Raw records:

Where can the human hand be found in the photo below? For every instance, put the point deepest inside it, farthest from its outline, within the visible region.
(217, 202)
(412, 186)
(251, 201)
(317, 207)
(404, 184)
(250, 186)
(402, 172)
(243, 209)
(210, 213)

> **WORK TO COMPLETE**
Rewrite the entries above, replacing "human hand" with "hand" and leaving everything else unchanged.

> **CORRECT RESULT**
Where can the hand be found in the photo below? For every instance, put the point deepest inside it, farthest from its outline, within the visible region.
(217, 202)
(412, 186)
(251, 201)
(317, 207)
(404, 184)
(250, 186)
(402, 172)
(243, 209)
(210, 213)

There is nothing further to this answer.